Open access publications in the SLU publication database

Abstract

The early plant embryo is divided into two domains with contrasting fates: apical embryo proper (in angiosperms) or embryonal mass (in gymnosperms) and basal suspensor. While apical domain is composed of proliferating cells and develops to plant, the suspensor consists of terminally-differentiated cells and functions as a conduit of growth factors to the growing apical domain followed by elimination through programmed cell death (PCD). The strict balance between cell division and PCD in the two domains is critical for correct embryo patterning and alteration of this balance can lead to lethality. The aim of this thesis was to identify and functionally characterise new molecular components participating in the regulation of cell division and death in plant embryo.

» **Input data**
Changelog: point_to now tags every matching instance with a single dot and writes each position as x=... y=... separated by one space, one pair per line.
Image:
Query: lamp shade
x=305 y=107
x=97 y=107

» **Task set**
1/ In the plant embryo abstract, by what process is the suspensor eliminated?
2/ Please sum up the plant embryo abstract in two sentences.

» **Answers given**
1/ Programmed cell death (PCD).

2/ The early plant embryo has an apical domain of proliferating cells that develops into the plant and a basal suspensor of terminally-differentiated cells that supplies growth factors and is then eliminated by programmed cell death. Because the balance between cell division and cell death in these domains is critical for correct embryo patterning, the thesis aimed to identify and functionally characterize new molecular components regulating both processes.